Hello all,
We have an application that has been developed in Django that has a considerable amount of concrete table inheritance. The larger tables in our system (along with the associated inheritance table hierarchy) have to be sharded across multiple nodes.
We face two problems in sharding our tables:
1) Django does not play well with composite primary or foreign keys
2) Any tenant or shard-id we create on a base table, may have to be replicated in every derived table, which under the hood has a One-To-One key to its parent (at least that is how I read the documentation).
To frame my questions, assume we have two tables. First, we have an Employee table with a column called 'institution' which we use as the distribution column. Next we have a Manager Table that inherits (concretely) from Employee with a Django One-To-One field. We might have more tables inheriting from Manager etc. My questions are:
A) If the Employee table is sharded by 'institution' can the Manager table and other derived tables also be sharded automatically by Citus? In Django, the Manager table will NOT have the 'institution' column and adding it to each table in the hierarchy is painful in the extreme.

[Stored items]
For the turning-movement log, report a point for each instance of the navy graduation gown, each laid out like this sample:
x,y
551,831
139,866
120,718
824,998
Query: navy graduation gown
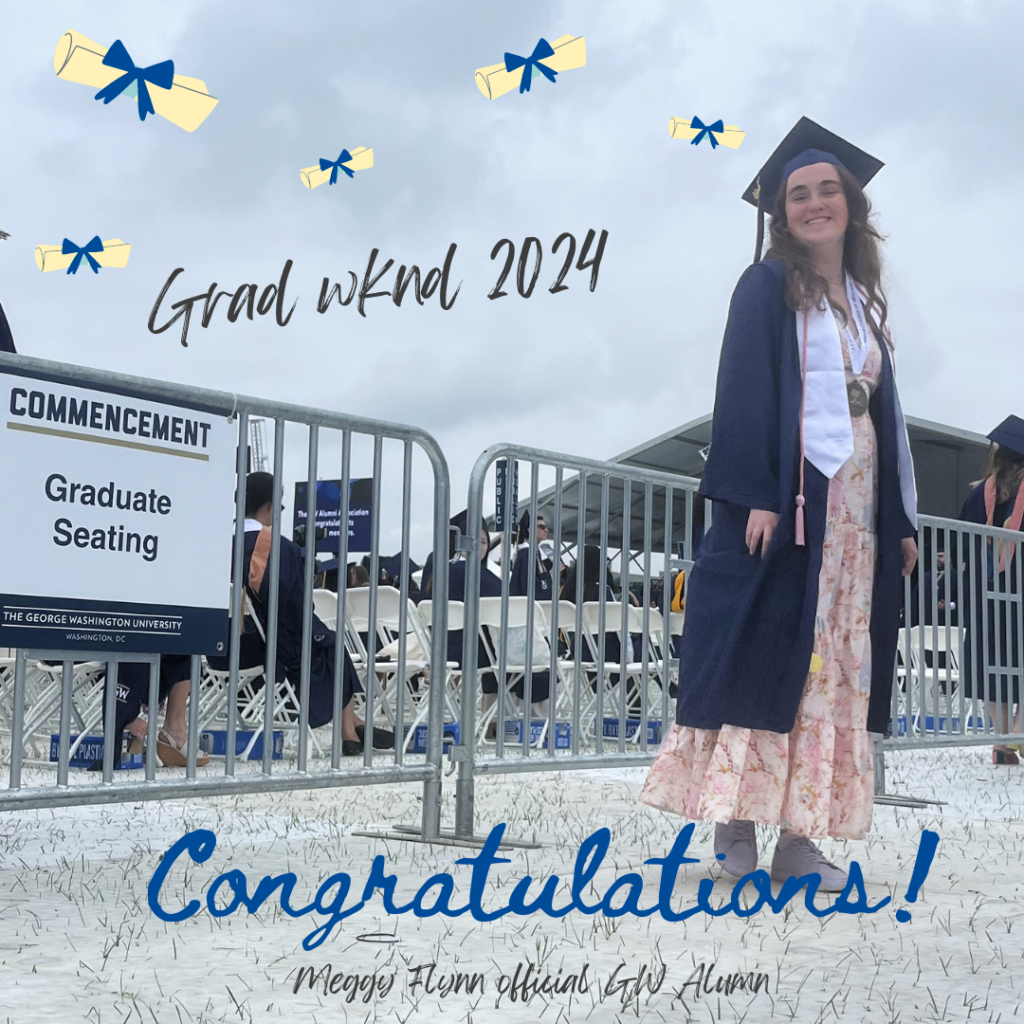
x,y
1004,651
6,339
519,581
491,586
543,591
749,634
290,634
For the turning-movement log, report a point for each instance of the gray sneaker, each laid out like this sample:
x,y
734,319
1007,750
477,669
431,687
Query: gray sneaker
x,y
797,855
737,842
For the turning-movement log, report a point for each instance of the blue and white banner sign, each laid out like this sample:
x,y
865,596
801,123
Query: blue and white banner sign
x,y
118,513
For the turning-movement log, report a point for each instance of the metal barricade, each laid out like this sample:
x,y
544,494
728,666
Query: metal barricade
x,y
601,711
386,612
957,676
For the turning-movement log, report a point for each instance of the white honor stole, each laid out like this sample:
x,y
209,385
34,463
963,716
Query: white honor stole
x,y
826,429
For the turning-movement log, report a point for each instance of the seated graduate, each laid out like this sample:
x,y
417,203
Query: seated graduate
x,y
6,340
259,517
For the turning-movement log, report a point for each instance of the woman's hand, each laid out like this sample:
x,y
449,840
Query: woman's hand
x,y
760,526
909,546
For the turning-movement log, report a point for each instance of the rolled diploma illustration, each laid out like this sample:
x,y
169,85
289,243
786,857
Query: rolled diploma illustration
x,y
186,103
115,254
680,128
495,81
363,159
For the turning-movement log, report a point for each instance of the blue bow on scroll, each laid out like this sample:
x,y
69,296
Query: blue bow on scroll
x,y
704,129
542,50
161,75
335,164
95,246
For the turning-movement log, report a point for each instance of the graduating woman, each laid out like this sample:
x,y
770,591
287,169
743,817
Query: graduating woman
x,y
996,501
793,611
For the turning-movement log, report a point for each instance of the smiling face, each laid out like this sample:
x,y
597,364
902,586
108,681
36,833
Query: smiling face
x,y
815,206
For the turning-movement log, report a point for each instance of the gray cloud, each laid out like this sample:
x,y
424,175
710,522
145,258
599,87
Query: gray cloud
x,y
934,89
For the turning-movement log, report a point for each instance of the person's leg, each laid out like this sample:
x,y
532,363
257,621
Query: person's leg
x,y
175,684
174,715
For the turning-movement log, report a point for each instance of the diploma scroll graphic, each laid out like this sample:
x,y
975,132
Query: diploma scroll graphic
x,y
186,103
680,128
115,254
363,159
495,81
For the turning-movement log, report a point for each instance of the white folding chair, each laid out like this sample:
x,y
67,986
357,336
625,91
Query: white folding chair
x,y
515,669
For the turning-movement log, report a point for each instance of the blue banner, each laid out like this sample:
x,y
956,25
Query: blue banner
x,y
360,502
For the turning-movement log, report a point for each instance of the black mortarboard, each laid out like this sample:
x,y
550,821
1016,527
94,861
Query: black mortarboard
x,y
1010,434
806,143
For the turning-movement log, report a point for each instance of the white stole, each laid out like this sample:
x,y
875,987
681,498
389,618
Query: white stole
x,y
827,427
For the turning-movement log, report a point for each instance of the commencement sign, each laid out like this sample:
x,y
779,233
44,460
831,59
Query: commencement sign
x,y
117,515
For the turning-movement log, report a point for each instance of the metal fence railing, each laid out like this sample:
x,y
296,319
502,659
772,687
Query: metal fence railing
x,y
601,664
50,699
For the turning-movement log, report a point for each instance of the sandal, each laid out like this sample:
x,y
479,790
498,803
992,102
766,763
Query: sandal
x,y
172,756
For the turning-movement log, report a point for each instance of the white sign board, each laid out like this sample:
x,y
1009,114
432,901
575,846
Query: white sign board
x,y
117,515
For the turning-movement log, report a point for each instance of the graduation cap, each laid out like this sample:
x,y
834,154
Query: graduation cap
x,y
1010,434
807,143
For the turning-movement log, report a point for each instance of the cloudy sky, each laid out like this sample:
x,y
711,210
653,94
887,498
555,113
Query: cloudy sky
x,y
932,87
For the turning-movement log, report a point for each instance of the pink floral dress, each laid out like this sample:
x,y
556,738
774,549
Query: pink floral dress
x,y
816,780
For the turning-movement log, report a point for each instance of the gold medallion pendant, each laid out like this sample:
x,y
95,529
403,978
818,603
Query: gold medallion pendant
x,y
857,396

# GIVEN REQUEST
From the forum post on sharding Django tables, copy the passage from "We face two" up to and including "read the documentation).". The stored items play no part in what comes next.

# RESULT OF THE TASK
We face two problems in sharding our tables:
1) Django does not play well with composite primary or foreign keys
2) Any tenant or shard-id we create on a base table, may have to be replicated in every derived table, which under the hood has a One-To-One key to its parent (at least that is how I read the documentation).